**WORK INSTRUCTION:** For the copy, please give all of the data again exactly and leave the pictures out.

*** Begin section ***

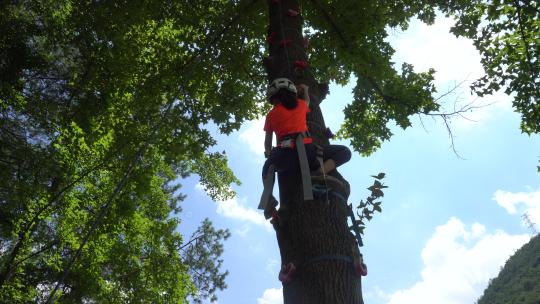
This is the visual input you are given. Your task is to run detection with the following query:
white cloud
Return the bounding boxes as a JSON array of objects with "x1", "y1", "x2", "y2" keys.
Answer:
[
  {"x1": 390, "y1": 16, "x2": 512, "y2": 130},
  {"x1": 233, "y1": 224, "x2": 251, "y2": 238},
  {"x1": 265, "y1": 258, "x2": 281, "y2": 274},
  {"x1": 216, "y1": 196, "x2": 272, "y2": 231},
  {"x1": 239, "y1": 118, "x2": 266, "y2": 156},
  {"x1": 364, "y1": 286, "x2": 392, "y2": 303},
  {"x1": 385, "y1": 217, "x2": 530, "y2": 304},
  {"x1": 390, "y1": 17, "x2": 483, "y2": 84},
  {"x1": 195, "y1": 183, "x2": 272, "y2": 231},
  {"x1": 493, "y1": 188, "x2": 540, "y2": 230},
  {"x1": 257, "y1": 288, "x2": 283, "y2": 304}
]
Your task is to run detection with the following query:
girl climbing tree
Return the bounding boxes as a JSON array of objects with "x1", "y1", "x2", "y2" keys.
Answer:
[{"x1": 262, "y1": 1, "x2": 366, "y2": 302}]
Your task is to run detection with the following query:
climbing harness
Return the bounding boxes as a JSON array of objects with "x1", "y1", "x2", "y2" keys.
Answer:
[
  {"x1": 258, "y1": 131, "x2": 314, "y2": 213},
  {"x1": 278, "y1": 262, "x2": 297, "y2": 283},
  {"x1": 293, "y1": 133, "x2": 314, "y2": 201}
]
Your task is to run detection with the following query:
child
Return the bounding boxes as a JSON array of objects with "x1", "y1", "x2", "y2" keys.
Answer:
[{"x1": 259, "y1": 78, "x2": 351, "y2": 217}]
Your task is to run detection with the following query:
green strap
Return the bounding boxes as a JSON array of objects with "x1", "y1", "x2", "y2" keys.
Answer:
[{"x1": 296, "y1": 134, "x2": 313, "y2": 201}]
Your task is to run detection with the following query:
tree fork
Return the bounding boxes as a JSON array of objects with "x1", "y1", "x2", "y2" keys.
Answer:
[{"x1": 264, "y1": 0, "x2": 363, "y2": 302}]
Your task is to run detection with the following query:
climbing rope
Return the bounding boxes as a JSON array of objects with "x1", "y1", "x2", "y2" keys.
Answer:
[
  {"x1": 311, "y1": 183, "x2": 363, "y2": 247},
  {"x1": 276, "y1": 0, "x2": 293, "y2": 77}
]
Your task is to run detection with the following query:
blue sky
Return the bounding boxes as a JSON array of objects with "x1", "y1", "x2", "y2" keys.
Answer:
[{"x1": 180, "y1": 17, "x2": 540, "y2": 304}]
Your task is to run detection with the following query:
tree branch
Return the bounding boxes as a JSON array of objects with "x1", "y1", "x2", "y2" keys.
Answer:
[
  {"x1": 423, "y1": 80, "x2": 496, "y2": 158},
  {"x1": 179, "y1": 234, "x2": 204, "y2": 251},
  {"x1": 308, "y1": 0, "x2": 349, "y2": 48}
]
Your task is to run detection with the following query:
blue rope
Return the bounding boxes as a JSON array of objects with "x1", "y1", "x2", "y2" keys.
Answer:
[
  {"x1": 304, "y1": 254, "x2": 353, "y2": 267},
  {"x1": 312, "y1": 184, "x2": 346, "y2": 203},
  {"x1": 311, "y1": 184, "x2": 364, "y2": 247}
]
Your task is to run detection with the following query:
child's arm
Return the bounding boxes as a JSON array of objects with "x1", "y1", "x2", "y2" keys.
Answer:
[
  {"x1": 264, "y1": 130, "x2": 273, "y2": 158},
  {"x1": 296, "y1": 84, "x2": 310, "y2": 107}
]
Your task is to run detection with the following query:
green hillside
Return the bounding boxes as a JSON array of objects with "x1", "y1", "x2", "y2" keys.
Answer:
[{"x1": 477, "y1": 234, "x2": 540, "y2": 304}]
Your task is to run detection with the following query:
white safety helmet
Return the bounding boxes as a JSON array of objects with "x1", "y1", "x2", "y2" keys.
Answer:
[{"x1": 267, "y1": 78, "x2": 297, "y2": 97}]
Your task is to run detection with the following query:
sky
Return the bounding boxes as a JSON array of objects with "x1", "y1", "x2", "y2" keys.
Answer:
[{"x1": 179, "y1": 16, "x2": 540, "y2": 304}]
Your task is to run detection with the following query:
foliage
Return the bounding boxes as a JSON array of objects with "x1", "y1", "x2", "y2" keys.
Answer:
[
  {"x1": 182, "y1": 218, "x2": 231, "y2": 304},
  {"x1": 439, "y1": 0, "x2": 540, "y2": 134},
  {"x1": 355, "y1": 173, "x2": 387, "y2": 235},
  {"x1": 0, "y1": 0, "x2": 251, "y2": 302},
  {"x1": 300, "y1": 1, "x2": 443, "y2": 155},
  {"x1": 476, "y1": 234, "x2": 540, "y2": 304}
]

*** End section ***

**SOLUTION FOR THIS TASK:**
This is the visual input you are given. Your task is to run detection with the following query:
white cloud
Return the bounding boxes as a JSON array of objects with "x1", "y1", "x2", "y2" keys.
Answer:
[
  {"x1": 390, "y1": 16, "x2": 512, "y2": 130},
  {"x1": 233, "y1": 224, "x2": 251, "y2": 238},
  {"x1": 265, "y1": 258, "x2": 281, "y2": 274},
  {"x1": 216, "y1": 196, "x2": 272, "y2": 231},
  {"x1": 239, "y1": 118, "x2": 266, "y2": 156},
  {"x1": 364, "y1": 286, "x2": 392, "y2": 303},
  {"x1": 385, "y1": 217, "x2": 530, "y2": 304},
  {"x1": 390, "y1": 17, "x2": 483, "y2": 84},
  {"x1": 195, "y1": 183, "x2": 272, "y2": 231},
  {"x1": 493, "y1": 188, "x2": 540, "y2": 230},
  {"x1": 257, "y1": 288, "x2": 283, "y2": 304}
]
Your task is to run detection with the following query:
girl climbing tree
Return the bounding boxes as a JSON array of objects with "x1", "y1", "x2", "y2" keys.
Answer:
[{"x1": 262, "y1": 1, "x2": 366, "y2": 302}]
Your task is to run detection with the following query:
climbing harness
Return the bounding boxes as a JSON array of objects with "x1", "y1", "x2", "y2" keys.
Answer:
[
  {"x1": 258, "y1": 131, "x2": 314, "y2": 213},
  {"x1": 278, "y1": 262, "x2": 297, "y2": 283},
  {"x1": 293, "y1": 133, "x2": 314, "y2": 201}
]
Your task is to run detection with the following query:
child
Return the bounding boxes as a JSON array of objects with "x1", "y1", "x2", "y2" keys.
Answer:
[{"x1": 259, "y1": 78, "x2": 351, "y2": 217}]
Your task is to run detection with the following query:
green strap
Return the bounding boxes as a JSON array of objects with "x1", "y1", "x2", "y2" keys.
Answer:
[{"x1": 296, "y1": 134, "x2": 313, "y2": 201}]
Your task is to run detection with the following query:
tree fork
Return the bounding boxes as a JSON array of objects with "x1", "y1", "x2", "y2" keys.
Answer:
[{"x1": 264, "y1": 0, "x2": 363, "y2": 302}]
Your task is to run detection with the following query:
climbing rope
Return the bounding boxes as a JSON array of objects with "x1", "y1", "x2", "y2" keys.
Answer:
[
  {"x1": 311, "y1": 183, "x2": 363, "y2": 247},
  {"x1": 276, "y1": 0, "x2": 293, "y2": 77}
]
Your task is to run detection with the following query:
blue sky
Return the bounding boxes as a JSON array of objects with "x1", "y1", "x2", "y2" keys.
Answer:
[{"x1": 180, "y1": 17, "x2": 540, "y2": 304}]
Your task is to run detection with the following query:
tree branch
Return the bounding boxes as a JSON array of objects with "x1", "y1", "x2", "y2" keys.
Answer:
[
  {"x1": 423, "y1": 80, "x2": 496, "y2": 158},
  {"x1": 179, "y1": 234, "x2": 204, "y2": 251},
  {"x1": 308, "y1": 0, "x2": 349, "y2": 48}
]
Your task is to run detection with the following query:
blue rope
Return the bounding boxes as a JSON array of objects with "x1", "y1", "x2", "y2" keys.
Answer:
[
  {"x1": 304, "y1": 254, "x2": 353, "y2": 267},
  {"x1": 312, "y1": 184, "x2": 346, "y2": 203},
  {"x1": 311, "y1": 184, "x2": 364, "y2": 247}
]
Your task is to run detection with the following query:
child's arm
Return the bounding boxes as a JSON array of objects with "x1", "y1", "x2", "y2" keys.
Answer:
[
  {"x1": 264, "y1": 130, "x2": 273, "y2": 158},
  {"x1": 296, "y1": 84, "x2": 310, "y2": 107}
]
Your task is to run detection with the following query:
green hillside
Return the bounding boxes as a JSON array of objects with "x1", "y1", "x2", "y2" keys.
Answer:
[{"x1": 477, "y1": 234, "x2": 540, "y2": 304}]
Your task is to run detection with the following query:
white safety helmet
Return the bounding boxes as a JSON array of objects with "x1", "y1", "x2", "y2" keys.
Answer:
[{"x1": 267, "y1": 78, "x2": 297, "y2": 97}]
Your task is to run detection with the following query:
sky
Return the bounding boxes as a JSON array of objects with "x1", "y1", "x2", "y2" keys.
Answer:
[{"x1": 179, "y1": 16, "x2": 540, "y2": 304}]
Your task is to run detection with the following query:
foliage
Return the bounding boxes as a JSON array of objects with "x1", "y1", "x2", "y2" keys.
Answer:
[
  {"x1": 182, "y1": 218, "x2": 231, "y2": 304},
  {"x1": 439, "y1": 0, "x2": 540, "y2": 134},
  {"x1": 355, "y1": 173, "x2": 387, "y2": 235},
  {"x1": 0, "y1": 0, "x2": 251, "y2": 302},
  {"x1": 300, "y1": 1, "x2": 443, "y2": 155},
  {"x1": 476, "y1": 234, "x2": 540, "y2": 304}
]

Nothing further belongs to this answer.